The exercise ▸
Quote the stretch from "There's a handful" through "for future tweaking." in the passage on the shuffled word deck, reproducing it word for word.

Passage shown ▸
--------------------------------------------------
Once a new dictionary is inserted, it's time to also invalidate the existing decks. First, the deck is created in line 83 if needed. The deck has two columns: a word (identical to the word column of the other table) and a person. Then the deck is cleaned in line 89, forcing the next hit for each individual requestor to shuffle a clean deck for them.

To get a word and definition, we call the routine starting in line 99, passing the individual into $person in line 100. We'll try to get the first ``card'' of the deck twice, failing after the second try.

Lines 105 to 111 attempt to grab that first card. A placeholder is used to identify the person, ensuring that we don't have to be aware of the quoting conventions for that string. If that succeeds, then we delete the card from the deck, and look up the definition in lines 119 to 122, and return the word and the definition in line 123. If it fails, it's time to shuffle, so lines 131 to 135 create the shuffled deck using the random number generator to insert the items.

Again, the updates to the deck are done inside transaction begin-end brackets, so that other users of the database will not see the partial updates. In fact, even if two hits for the web user (``nobody'') come in at the very same time, they'll be dealt different words (through a serialization thanks to the ``FOR UPDATE'' in the select in line 108).

There's a handful of uncaught die operations in the program that would make some unexpected errors rather unfriendly in a CGI environment, but that's for future tweaking.
--------------------------------------------------
Data ▸
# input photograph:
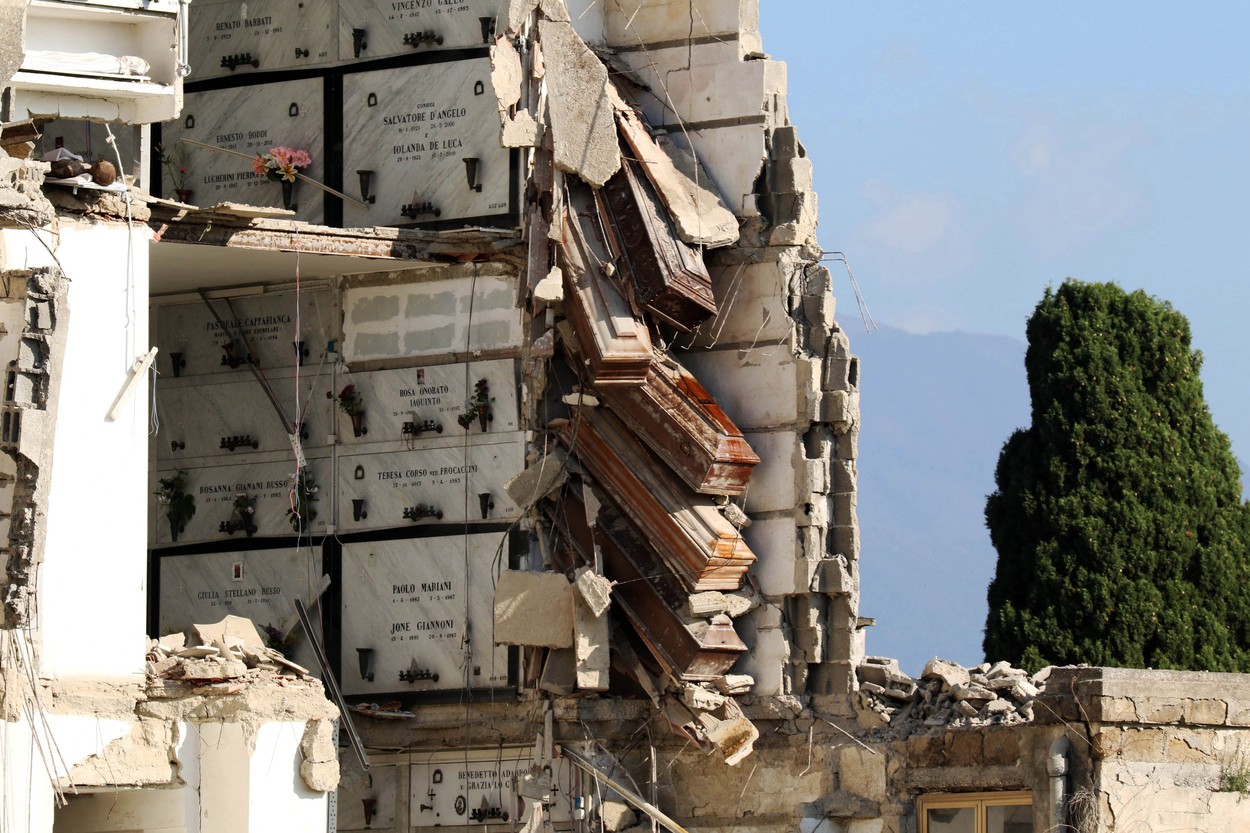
--------------------------------------------------
Exercise result ▸
There's a handful of uncaught die operations in the program that would make some unexpected errors rather unfriendly in a CGI environment, but that's for future tweaking.